- [EXTRACT TO READ]

══════════

Hi, VALORANT community! Preeti Khanolkar (Producer) and Sean Marino (Art Lead) are back! Last time, we talked to you about the design for the base arsenal and how our team develops skin fantasies within the bounds of competitive integrity. Today, we’re ready to delve into the details of how the Premium Content team built our most ambitious skin yet: Elderflame.

Editor’s Note: Before we named it Elderflame, the entire team called the skin line by the code name “Dragon” for over a year. You’ll see us call it Dragon throughout this article because it’s the best way to tell the Elderflame story.

Dragon is a skin line that’s been close to our hearts as far back as 2015. It’s a testament to our love of VALORANT, our dreams of what a skin in VALORANT could be even before the base weapons existed, and our aspirational barometer. For us, Dragon was precisely about its unexpectedness—no picture or concept could fully convey our vision: a living, breathing creature.


In 2018, our senior concept artist, Timur Mutsaev, designed the very first Dragon concept, then known as “Elemental Dragon.” Although it showed incredible potential and hyped the team, there was no world where we could start working on it. That is, we didn’t have a grasp of the VALORANT skins art style, or even know what the game’s skins could be. We hadn’t even finished making all of the base weapons!

══════════

- [DATA SECTION]

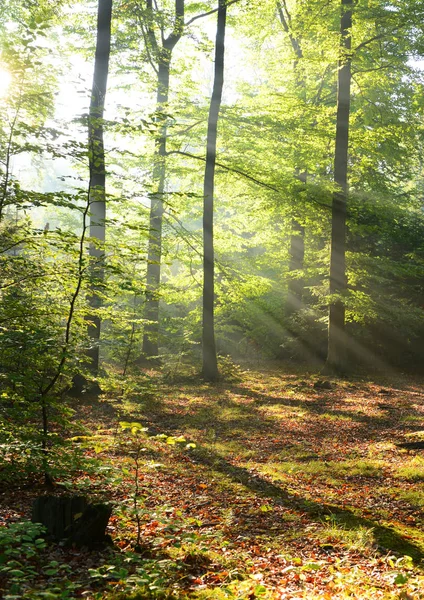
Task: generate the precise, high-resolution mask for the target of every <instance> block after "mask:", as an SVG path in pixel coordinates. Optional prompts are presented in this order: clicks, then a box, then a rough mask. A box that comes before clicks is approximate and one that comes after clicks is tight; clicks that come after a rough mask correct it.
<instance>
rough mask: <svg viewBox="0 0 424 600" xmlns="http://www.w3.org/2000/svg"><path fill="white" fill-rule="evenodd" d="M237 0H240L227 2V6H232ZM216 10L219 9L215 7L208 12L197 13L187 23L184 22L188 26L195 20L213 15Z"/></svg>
mask: <svg viewBox="0 0 424 600" xmlns="http://www.w3.org/2000/svg"><path fill="white" fill-rule="evenodd" d="M236 2H240V0H229V1H228V2H227V7H228V6H231V4H235V3H236ZM216 12H218V9H217V8H214V9H213V10H209V11H208V12H206V13H202V14H201V15H196V16H195V17H192V18H191V19H189V20H188V21H187V22H186V23H184V27H188V26H189V25H191V24H192V23H194V21H197V20H198V19H203V18H204V17H209V15H213V14H215V13H216Z"/></svg>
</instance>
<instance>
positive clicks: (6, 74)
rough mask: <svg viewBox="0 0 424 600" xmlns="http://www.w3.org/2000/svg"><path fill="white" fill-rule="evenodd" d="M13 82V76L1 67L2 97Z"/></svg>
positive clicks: (6, 92) (7, 90)
mask: <svg viewBox="0 0 424 600" xmlns="http://www.w3.org/2000/svg"><path fill="white" fill-rule="evenodd" d="M11 82H12V76H11V74H10V73H9V72H8V71H5V70H4V69H0V98H3V97H4V96H5V95H6V94H7V91H8V89H9V86H10V84H11Z"/></svg>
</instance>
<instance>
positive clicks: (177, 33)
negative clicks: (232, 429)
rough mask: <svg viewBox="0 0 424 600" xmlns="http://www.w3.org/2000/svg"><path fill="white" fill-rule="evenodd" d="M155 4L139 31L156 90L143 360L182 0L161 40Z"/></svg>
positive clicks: (157, 309)
mask: <svg viewBox="0 0 424 600" xmlns="http://www.w3.org/2000/svg"><path fill="white" fill-rule="evenodd" d="M156 13H158V8H157V5H156V3H155V5H154V6H153V2H152V0H146V5H145V10H144V11H142V12H141V28H142V31H143V36H144V40H145V43H146V48H147V52H148V56H149V61H150V64H151V66H152V67H153V69H154V71H155V73H156V76H157V87H156V90H157V91H156V123H157V127H158V129H157V134H156V139H155V156H154V166H153V186H154V192H153V193H152V194H151V196H150V202H151V204H150V238H149V247H148V254H147V278H146V309H145V314H144V317H145V319H146V325H145V330H144V336H143V354H144V356H145V357H147V358H153V357H155V356H157V355H158V350H159V349H158V332H159V285H160V275H161V258H162V224H163V213H164V203H163V194H164V191H165V178H166V167H165V157H166V136H167V121H168V117H167V115H166V110H167V104H168V97H169V76H170V68H171V59H172V52H173V50H174V48H175V46H176V44H177V43H178V41H179V40H180V38H181V36H182V34H183V29H184V0H175V6H174V22H173V27H172V29H171V32H170V33H169V35H168V36H165V26H164V25H163V21H162V19H161V18H160V19H158V20H159V22H161V21H162V24H161V25H160V36H158V35H157V34H156V31H155V26H154V25H155V20H156V19H157V17H158V16H159V17H161V16H162V15H158V14H156Z"/></svg>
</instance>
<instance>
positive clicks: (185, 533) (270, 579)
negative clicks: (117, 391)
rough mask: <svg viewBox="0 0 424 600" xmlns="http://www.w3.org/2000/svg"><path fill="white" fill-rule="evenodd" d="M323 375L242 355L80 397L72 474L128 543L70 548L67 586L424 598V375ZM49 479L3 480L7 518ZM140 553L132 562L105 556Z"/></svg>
mask: <svg viewBox="0 0 424 600" xmlns="http://www.w3.org/2000/svg"><path fill="white" fill-rule="evenodd" d="M318 379H319V378H318V376H317V375H316V374H307V373H303V374H301V375H293V374H286V373H284V372H283V371H282V370H269V371H267V372H257V371H254V370H245V371H241V370H239V371H236V372H233V374H232V377H231V378H230V380H229V381H226V382H221V383H219V384H216V385H209V384H205V383H203V382H201V380H199V379H196V378H186V379H183V378H181V379H176V378H174V380H173V381H172V380H171V381H170V380H165V379H164V378H162V377H157V376H153V377H151V378H150V379H148V381H149V385H148V386H147V385H146V381H147V379H146V376H145V375H144V376H143V377H140V379H139V382H138V385H139V386H141V388H139V391H137V389H136V387H135V386H136V385H137V382H133V391H132V392H131V393H128V394H127V395H125V394H124V396H121V397H120V399H118V400H117V399H116V398H117V396H116V391H113V390H111V391H110V392H108V393H107V394H105V395H104V396H103V397H101V398H100V399H99V400H98V401H94V400H93V399H90V398H86V399H84V400H83V401H79V402H76V404H78V406H76V409H77V416H78V417H79V418H80V419H82V421H83V422H84V423H85V425H86V426H87V427H88V428H89V429H90V430H91V431H92V433H93V435H94V437H92V438H90V437H87V438H86V440H88V442H87V443H84V444H83V445H84V453H85V455H86V457H89V458H91V459H92V460H93V464H92V466H91V467H90V468H89V469H87V470H86V471H85V472H84V471H79V472H78V473H77V475H76V476H74V477H72V478H70V479H71V481H68V484H69V485H70V486H71V488H72V490H74V491H75V490H77V489H79V490H83V491H84V492H85V493H90V494H93V493H94V495H95V496H99V497H101V498H105V499H108V500H109V501H110V500H113V502H114V506H115V509H114V515H113V517H112V519H111V524H110V534H111V535H112V537H113V539H114V543H115V550H116V551H112V550H107V551H105V552H104V553H100V554H99V555H97V554H96V553H94V554H93V553H91V554H87V555H85V554H84V552H82V553H81V552H78V553H77V552H75V551H72V550H69V551H67V553H65V551H64V550H63V549H60V550H58V552H60V553H61V558H60V560H59V561H58V562H61V561H62V562H64V563H68V564H72V573H73V575H72V576H70V580H71V581H74V584H75V586H76V587H75V595H74V596H70V597H80V593H82V590H84V591H85V594H84V597H86V598H108V597H115V596H112V595H108V594H112V592H113V593H115V594H116V593H117V592H118V591H119V590H122V591H123V592H124V595H123V596H121V597H122V598H124V597H125V598H130V597H132V596H131V595H130V592H131V590H133V589H135V588H136V586H135V585H133V587H131V581H130V582H128V580H129V579H131V576H132V577H133V581H135V582H136V583H137V585H138V586H144V587H143V590H144V591H143V594H144V595H140V596H138V597H139V598H144V597H152V598H153V597H174V598H175V597H181V598H182V597H193V598H256V597H257V598H293V599H294V598H345V597H350V598H352V597H354V598H422V597H424V574H423V573H422V571H421V568H420V565H422V559H423V557H424V533H423V506H424V492H423V491H422V481H423V480H424V455H422V453H420V452H419V451H417V452H415V451H411V452H407V451H405V450H402V449H399V448H398V447H397V446H396V445H395V444H396V443H398V442H401V441H404V440H419V439H424V431H423V430H424V423H423V420H424V405H423V399H424V390H423V387H422V382H418V381H417V380H416V379H412V378H411V379H409V378H407V377H406V376H397V377H396V378H394V379H392V381H391V383H389V380H387V381H381V382H379V383H376V382H372V381H366V380H359V379H350V380H334V381H331V382H330V383H331V389H324V388H322V387H321V386H320V385H318V386H317V380H318ZM118 423H127V424H129V423H132V424H133V432H132V433H131V428H130V426H129V425H126V426H125V425H124V426H122V425H121V426H119V425H118ZM136 424H139V425H136ZM140 425H141V426H143V428H144V427H147V431H146V432H144V431H142V430H141V429H140ZM125 427H127V428H126V429H125ZM137 457H138V458H137ZM136 469H137V470H138V478H137V481H136V480H135V477H136ZM136 485H137V490H135V486H136ZM40 491H41V490H40V489H37V487H33V488H32V489H31V490H29V489H22V488H21V489H20V490H19V493H18V491H17V490H14V489H13V488H12V489H10V490H8V491H6V492H4V493H3V494H2V495H1V496H0V499H1V507H0V508H1V510H0V515H1V516H2V517H3V520H4V521H5V523H4V524H6V522H7V521H8V520H13V519H14V518H16V517H17V516H18V513H19V516H20V517H21V518H22V517H23V516H25V517H28V514H25V513H27V511H28V506H29V502H30V500H31V498H32V497H33V496H34V495H35V494H37V493H40ZM136 496H137V500H136V504H134V498H135V497H136ZM20 502H21V504H22V506H20V507H19V503H20ZM135 508H136V509H137V512H138V515H139V527H140V533H141V553H140V554H138V555H134V554H133V553H132V548H133V546H134V543H135V537H136V530H137V524H136V518H135V516H134V514H133V513H134V509H135ZM13 515H15V517H14V516H13ZM128 553H129V554H131V555H132V556H135V557H136V560H135V562H133V563H131V561H128V563H127V564H126V569H127V575H126V576H124V573H123V572H121V576H120V577H119V576H118V575H117V574H116V572H115V571H116V569H117V567H116V568H115V570H113V569H112V570H111V571H110V574H111V575H110V577H108V576H107V573H106V572H103V571H101V569H100V571H99V565H98V564H97V563H96V561H97V562H99V560H100V563H101V564H103V566H104V565H107V564H110V565H115V566H116V564H117V555H119V554H121V555H122V556H124V555H125V556H127V554H128ZM115 555H116V556H115ZM49 556H50V559H51V556H54V552H53V550H50V554H49ZM99 556H100V557H101V558H99ZM114 556H115V558H113V557H114ZM81 557H82V558H81ZM408 557H409V558H408ZM81 561H82V562H81ZM137 561H138V562H137ZM118 562H119V561H118ZM140 565H141V567H140ZM89 569H91V571H89ZM140 569H141V571H142V573H143V574H144V575H143V576H140V575H139V573H140V572H141V571H140ZM89 573H91V575H90V576H89ZM93 573H94V575H93ZM96 573H97V578H96ZM102 573H103V578H102V577H101V574H102ZM137 574H138V575H137ZM137 578H138V579H137ZM78 586H79V587H78ZM96 594H97V595H96ZM99 594H100V595H99ZM125 594H126V595H125ZM27 597H33V598H38V596H36V595H32V596H27ZM58 597H59V596H58ZM116 597H118V596H116Z"/></svg>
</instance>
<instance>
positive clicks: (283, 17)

══════════

In the Elderflame article, who designed the first Dragon concept in 2018, and what was that concept called?

Senior concept artist Timur Mutsaev designed it, and it was called "Elemental Dragon."